▸ **TEXTO APRESENTADO**:
-*-*-
"Falar em tsunami de malparado com o fim das moratórias não nos ajuda a ver o problema"

Entrevista a Rui Baleiras, coordenador da Unidade Técnica de Apoio Orçamental (UTAO), a equipa de seis peritos que ajuda os 230 deputados do Parlamento a descodificar os assuntos orçamentais do País.
Publicado a

Rui Nuno Baleiras nasceu em 1963 e é doutorado em Economia pela Universidade Nova de Lisboa. Foi secretário de Estado do Desenvolvimento Regional no primeiro governo liderado por José Sócrates, entre 2005 e 2009. Coordenou a estratégia de utilização do quadro de fundos europeu QREN, avaliado em 21.500 milhões de euros, e a implementação do seu modelo de governação.

Juntamente com a economista Teodora Cardoso, foi cofundador do Conselho das Finanças Públicas. Desde 2018 que é coordenador da Unidade Técnica de Apoio Orçamental (UTAO), a equipa de seis técnicos que faz consultoria especial para o Parlamento português em matérias de Orçamento do Estado e contas públicas. É um dos maiores especialistas do País em finanças públicas locais, tendo publicado vários trabalhos sobre o tema.
-*-*-
▸ **REGISTOS FORNECIDOS**:
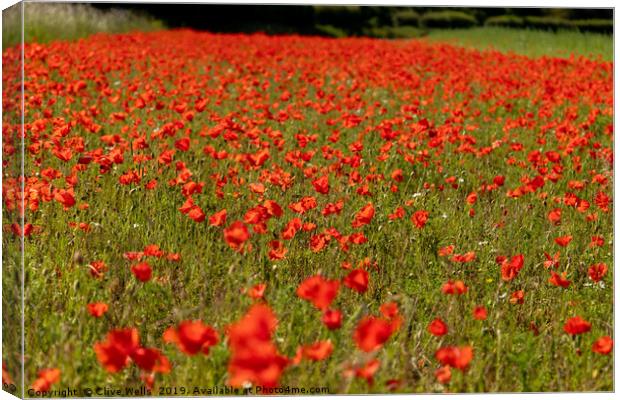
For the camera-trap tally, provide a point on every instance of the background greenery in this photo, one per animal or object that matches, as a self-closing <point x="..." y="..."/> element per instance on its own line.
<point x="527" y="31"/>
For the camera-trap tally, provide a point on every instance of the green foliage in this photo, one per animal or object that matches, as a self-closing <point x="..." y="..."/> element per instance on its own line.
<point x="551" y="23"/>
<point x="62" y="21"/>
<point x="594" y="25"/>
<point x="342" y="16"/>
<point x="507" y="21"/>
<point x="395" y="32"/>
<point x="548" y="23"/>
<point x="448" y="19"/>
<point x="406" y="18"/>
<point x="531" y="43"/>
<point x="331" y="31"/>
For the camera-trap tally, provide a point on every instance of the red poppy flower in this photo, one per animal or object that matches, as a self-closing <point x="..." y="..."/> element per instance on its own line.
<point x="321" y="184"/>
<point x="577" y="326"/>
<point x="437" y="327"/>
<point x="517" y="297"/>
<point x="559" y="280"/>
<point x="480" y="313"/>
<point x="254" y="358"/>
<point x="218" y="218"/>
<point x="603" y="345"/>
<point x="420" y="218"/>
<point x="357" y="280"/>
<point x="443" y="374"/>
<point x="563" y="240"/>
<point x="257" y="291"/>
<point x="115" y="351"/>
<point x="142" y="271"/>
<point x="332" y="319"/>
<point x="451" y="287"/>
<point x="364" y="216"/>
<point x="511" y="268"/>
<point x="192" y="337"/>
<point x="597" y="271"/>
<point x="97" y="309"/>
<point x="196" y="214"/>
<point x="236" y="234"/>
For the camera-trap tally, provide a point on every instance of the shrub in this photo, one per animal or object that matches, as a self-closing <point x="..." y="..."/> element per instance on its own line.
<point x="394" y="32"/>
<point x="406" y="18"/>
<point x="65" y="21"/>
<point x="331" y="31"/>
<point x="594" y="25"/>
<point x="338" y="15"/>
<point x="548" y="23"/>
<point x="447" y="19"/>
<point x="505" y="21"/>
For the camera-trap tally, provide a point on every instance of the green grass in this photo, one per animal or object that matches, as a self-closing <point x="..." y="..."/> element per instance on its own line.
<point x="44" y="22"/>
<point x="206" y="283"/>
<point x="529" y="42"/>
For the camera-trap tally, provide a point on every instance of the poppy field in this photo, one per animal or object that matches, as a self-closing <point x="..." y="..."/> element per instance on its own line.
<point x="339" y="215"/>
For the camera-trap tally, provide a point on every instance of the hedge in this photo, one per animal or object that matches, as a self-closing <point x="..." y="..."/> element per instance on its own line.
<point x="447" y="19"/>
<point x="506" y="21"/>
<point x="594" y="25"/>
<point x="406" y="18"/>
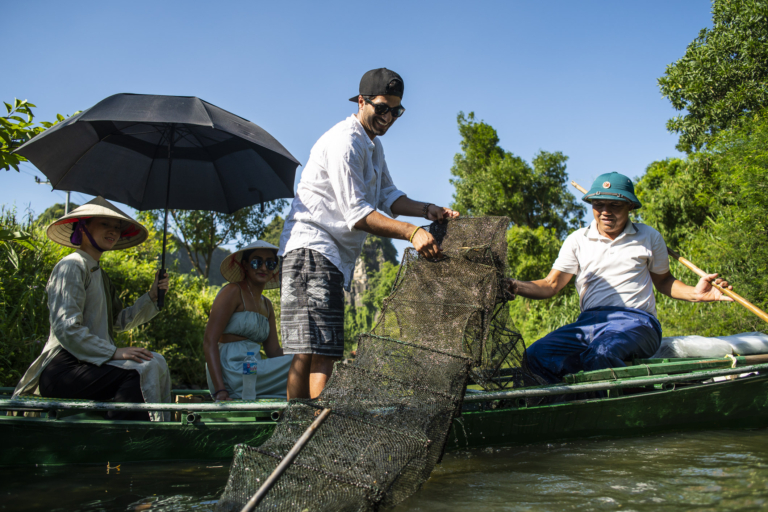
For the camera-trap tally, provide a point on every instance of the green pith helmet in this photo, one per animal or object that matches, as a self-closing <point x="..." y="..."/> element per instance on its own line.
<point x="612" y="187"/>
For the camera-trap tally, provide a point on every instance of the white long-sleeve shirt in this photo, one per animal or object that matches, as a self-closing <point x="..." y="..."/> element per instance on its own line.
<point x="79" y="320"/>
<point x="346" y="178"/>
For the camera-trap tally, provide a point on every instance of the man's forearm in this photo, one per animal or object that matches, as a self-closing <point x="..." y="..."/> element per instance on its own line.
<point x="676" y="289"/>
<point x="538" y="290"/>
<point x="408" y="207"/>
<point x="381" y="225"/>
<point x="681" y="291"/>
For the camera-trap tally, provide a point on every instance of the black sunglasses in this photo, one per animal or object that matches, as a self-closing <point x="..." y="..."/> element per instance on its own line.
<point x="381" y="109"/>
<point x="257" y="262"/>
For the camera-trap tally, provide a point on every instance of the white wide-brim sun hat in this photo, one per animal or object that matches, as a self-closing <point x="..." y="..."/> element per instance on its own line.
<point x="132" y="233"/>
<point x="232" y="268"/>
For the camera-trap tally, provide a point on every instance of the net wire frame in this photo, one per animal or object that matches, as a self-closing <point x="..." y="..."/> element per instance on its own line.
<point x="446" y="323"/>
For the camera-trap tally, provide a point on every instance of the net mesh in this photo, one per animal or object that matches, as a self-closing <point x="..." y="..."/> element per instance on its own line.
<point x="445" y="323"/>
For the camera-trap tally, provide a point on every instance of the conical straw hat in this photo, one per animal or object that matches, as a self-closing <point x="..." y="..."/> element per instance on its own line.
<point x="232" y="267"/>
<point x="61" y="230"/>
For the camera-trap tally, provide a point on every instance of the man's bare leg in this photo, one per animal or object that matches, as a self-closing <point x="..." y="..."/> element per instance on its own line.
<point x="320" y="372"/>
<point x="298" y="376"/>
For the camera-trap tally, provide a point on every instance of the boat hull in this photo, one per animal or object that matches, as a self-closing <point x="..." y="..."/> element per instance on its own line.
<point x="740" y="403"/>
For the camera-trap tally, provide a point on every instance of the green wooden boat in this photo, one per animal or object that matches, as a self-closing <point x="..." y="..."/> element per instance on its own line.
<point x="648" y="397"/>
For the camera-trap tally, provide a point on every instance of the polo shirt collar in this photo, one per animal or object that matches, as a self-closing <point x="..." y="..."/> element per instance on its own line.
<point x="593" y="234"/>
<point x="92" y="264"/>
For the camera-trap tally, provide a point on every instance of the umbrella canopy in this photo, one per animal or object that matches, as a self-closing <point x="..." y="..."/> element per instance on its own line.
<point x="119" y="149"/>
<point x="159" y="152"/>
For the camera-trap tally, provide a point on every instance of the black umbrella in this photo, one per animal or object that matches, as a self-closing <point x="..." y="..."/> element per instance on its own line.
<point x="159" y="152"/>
-*-*-
▸ **TAREFA PROPOSTA 1**: No texto sobre Rui Baleiras, tome o trecho que abre com as palavras "Entrevista a Rui" e fecha com "orçamentais do País.". Transcreva-o substituindo "peritos" por "especialistas".
▸ **TAREFA PROPOSTA 2**: Enumere todos os anos mencionados no texto sobre Rui Baleiras.
▸ **TAREFA PROPOSTA 3**: Prossiga a redação do texto sobre Rui Baleiras a partir da última frase apresentada.

▸ **RESPOSTA FINAL 1**:
Entrevista a Rui Baleiras, coordenador da Unidade Técnica de Apoio Orçamental (UTAO), a equipa de seis especialistas que ajuda os 230 deputados do Parlamento a descodificar os assuntos orçamentais do País.

▸ **RESPOSTA FINAL 2**: 1963, 2005, 2009, 2018

▸ **RESPOSTA FINAL 3**:
Nesta entrevista "A Vida do Dinheiro", ao Dinheiro Vivo e à TSF, fala sobre dossiês difíceis, como o Novo Banco, e sobre o que se espera nas contas públicas dos próximos anos, que vão ser fortemente marcados pelo Programa de Recuperação e pelo regresso do Pacto de Estabilidade e da consolidação orçamental. Parte 2 de 4.

Vamos continuar na banca. As moratórias bancárias públicas vão terminar em setembro, mas o Governo está a procurar uma solução para empresas ou setores mais fragilizados, alguns relacionados com o turismo, e outros que sofreram muito com os confinamentos. Isso pode passar por mais garantias do Estado aos empréstimos que vencem. Que impacto pode ter nas contas públicas? É mais um risco acrescido para o futuro?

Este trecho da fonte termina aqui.